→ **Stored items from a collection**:
________________
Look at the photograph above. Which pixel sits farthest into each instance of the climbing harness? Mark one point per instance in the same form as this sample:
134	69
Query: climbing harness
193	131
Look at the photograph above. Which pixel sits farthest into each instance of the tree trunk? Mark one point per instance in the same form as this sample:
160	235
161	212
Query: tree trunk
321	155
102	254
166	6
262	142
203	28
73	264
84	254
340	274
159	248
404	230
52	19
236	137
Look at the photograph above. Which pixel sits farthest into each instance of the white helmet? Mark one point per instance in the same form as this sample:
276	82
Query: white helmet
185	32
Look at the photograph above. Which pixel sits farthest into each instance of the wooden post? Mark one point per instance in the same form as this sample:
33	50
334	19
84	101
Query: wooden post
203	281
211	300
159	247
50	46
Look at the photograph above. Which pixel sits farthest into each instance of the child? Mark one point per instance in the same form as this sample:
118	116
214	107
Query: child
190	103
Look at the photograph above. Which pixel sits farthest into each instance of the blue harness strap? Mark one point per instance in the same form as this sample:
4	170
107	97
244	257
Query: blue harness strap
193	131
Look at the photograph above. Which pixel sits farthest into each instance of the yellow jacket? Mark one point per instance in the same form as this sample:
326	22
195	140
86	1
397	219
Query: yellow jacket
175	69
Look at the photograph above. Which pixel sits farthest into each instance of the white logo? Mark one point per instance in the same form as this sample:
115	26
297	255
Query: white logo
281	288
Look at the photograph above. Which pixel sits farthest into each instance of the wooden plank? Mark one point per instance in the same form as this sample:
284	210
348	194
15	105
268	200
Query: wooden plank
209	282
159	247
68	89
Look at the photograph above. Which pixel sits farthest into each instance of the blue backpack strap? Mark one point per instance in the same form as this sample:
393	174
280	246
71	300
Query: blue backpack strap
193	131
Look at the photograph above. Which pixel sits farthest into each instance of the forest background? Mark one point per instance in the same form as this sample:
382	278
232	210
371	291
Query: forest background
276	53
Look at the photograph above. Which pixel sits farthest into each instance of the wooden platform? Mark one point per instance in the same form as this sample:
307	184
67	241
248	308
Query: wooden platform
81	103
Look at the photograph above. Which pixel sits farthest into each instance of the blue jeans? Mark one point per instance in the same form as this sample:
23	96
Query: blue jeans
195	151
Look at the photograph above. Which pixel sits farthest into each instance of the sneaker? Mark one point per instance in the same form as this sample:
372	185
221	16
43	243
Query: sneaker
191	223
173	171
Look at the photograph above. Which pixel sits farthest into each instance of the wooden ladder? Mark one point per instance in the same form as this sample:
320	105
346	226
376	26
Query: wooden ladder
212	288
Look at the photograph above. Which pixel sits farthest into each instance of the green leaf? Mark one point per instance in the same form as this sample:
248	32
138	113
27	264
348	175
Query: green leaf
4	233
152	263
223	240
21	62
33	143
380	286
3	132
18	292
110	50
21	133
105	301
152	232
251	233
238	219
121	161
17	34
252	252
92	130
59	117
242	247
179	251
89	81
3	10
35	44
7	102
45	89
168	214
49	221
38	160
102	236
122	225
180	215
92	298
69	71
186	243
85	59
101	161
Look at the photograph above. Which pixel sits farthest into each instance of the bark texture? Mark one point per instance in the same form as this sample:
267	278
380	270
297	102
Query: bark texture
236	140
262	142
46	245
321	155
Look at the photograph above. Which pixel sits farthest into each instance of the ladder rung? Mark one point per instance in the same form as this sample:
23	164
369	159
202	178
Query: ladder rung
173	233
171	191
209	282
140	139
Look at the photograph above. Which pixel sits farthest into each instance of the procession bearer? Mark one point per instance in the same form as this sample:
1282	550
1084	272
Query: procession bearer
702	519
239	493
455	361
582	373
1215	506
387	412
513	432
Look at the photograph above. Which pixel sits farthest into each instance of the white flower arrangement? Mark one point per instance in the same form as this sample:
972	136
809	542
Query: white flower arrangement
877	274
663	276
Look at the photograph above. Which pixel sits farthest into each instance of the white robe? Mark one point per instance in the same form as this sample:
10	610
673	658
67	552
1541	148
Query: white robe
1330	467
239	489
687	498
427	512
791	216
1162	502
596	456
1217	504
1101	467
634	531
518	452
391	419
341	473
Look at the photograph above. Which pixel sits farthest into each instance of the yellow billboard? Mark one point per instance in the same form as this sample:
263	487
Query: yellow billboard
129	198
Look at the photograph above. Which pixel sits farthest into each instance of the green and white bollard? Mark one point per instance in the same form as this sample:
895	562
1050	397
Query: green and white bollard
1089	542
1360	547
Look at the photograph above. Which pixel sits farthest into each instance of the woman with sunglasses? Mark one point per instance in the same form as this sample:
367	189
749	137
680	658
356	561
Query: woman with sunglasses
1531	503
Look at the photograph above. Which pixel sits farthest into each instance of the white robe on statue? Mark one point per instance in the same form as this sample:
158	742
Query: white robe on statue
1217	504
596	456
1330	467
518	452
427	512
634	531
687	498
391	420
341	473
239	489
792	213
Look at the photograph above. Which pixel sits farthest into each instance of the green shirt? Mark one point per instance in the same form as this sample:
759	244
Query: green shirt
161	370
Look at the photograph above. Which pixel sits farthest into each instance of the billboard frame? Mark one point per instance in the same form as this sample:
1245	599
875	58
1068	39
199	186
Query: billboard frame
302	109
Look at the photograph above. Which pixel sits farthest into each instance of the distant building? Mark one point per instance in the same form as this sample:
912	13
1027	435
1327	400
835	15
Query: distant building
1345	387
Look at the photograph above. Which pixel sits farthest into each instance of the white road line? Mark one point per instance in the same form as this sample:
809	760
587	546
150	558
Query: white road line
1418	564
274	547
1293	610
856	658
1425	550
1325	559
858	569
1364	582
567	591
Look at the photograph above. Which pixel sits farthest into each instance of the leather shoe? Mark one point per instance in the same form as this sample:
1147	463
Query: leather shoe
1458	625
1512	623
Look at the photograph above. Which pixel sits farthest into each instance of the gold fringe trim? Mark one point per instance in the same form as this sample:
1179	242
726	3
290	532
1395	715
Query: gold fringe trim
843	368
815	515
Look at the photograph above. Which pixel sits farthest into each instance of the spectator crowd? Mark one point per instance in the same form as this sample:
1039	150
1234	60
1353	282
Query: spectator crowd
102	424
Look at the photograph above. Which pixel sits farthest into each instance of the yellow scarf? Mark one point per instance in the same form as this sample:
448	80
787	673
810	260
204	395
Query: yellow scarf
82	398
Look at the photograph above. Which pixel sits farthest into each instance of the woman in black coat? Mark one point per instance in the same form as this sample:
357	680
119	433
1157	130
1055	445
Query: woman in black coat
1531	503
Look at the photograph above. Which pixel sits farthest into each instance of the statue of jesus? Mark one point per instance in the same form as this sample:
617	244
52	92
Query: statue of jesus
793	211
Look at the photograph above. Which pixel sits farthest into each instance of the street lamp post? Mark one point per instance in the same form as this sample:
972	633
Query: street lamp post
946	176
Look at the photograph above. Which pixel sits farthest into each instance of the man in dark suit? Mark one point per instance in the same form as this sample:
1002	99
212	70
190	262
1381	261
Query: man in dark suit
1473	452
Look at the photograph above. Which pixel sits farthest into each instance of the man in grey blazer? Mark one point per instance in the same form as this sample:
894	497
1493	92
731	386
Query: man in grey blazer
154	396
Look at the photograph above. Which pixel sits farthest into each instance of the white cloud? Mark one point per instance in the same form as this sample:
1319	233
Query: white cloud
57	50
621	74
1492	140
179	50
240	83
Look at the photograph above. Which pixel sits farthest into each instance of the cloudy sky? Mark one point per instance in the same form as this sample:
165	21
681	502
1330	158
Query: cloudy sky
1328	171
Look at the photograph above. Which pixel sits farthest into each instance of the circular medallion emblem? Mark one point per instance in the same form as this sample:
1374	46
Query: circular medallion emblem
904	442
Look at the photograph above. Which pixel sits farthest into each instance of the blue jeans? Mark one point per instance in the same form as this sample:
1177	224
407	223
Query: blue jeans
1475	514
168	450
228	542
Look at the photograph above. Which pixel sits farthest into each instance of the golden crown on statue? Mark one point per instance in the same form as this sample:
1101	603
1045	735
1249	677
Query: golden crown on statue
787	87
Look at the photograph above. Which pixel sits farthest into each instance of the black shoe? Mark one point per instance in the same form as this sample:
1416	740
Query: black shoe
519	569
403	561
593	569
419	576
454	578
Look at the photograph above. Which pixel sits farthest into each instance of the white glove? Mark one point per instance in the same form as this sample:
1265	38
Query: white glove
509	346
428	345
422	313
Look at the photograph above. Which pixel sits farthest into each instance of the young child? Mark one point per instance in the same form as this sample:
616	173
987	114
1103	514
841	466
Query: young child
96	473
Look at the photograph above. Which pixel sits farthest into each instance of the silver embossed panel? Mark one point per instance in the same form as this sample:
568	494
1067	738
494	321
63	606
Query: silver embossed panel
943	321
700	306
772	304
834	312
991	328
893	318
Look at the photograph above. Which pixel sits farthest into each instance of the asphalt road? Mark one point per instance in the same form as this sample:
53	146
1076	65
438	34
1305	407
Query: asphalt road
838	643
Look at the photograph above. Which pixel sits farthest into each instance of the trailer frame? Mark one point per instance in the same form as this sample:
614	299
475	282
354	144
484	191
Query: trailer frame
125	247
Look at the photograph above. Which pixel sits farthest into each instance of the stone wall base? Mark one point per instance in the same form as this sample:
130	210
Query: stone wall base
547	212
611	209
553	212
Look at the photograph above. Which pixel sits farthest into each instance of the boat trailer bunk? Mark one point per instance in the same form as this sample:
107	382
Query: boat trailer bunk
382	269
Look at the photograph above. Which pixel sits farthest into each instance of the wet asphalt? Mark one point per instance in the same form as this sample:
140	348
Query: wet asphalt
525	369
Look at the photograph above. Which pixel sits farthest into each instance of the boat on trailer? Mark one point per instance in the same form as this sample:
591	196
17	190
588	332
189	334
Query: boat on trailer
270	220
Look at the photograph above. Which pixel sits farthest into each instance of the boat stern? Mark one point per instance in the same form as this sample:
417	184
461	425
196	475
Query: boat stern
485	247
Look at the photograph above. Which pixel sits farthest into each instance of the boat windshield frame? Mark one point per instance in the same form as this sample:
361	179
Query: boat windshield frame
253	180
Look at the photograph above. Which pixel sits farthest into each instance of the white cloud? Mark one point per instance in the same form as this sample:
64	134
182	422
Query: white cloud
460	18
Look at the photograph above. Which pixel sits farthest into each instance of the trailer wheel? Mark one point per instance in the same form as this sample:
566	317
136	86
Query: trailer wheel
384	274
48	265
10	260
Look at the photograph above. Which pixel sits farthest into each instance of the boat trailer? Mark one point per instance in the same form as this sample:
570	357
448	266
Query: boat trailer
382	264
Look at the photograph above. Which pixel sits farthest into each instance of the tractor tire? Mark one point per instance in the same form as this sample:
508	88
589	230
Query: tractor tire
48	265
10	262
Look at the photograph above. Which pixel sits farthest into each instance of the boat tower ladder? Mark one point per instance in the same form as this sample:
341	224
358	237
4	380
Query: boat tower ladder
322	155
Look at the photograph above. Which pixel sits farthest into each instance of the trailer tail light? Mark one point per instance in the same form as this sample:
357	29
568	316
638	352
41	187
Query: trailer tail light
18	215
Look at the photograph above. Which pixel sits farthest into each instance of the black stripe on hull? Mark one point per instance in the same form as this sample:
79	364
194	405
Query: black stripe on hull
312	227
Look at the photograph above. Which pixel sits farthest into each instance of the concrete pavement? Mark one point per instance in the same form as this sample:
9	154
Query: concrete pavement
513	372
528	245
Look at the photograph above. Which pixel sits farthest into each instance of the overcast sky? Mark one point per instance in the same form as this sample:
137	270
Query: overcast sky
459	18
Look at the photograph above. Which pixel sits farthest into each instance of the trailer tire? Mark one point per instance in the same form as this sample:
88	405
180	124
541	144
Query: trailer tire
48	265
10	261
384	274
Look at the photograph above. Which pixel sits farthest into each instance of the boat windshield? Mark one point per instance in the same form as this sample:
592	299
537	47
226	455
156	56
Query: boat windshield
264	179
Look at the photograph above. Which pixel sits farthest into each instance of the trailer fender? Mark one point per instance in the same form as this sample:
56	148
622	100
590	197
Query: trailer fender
________________
Only the lines from the one with "the trailer tire?" through the end of the material are wanted; copy them exactly, both ends included.

Look at the photograph above. Which pixel sits farthest into each instance of the trailer tire? Mark one point per instance in the same form as this sample:
88	405
180	124
541	144
Query: trailer tire
48	265
10	261
384	274
Look at the photograph above. Which pixel sits farthest into each instance of the boat windshield? Mark one point per instance in the same form as this sample:
592	299
537	47
226	455
156	56
Query: boat windshield
264	179
Look at the photograph above. Which pixel sits farthest into each instance of the trailer fender? Mark one point per instance in the same form as this sample:
56	148
622	100
590	197
Query: trailer fender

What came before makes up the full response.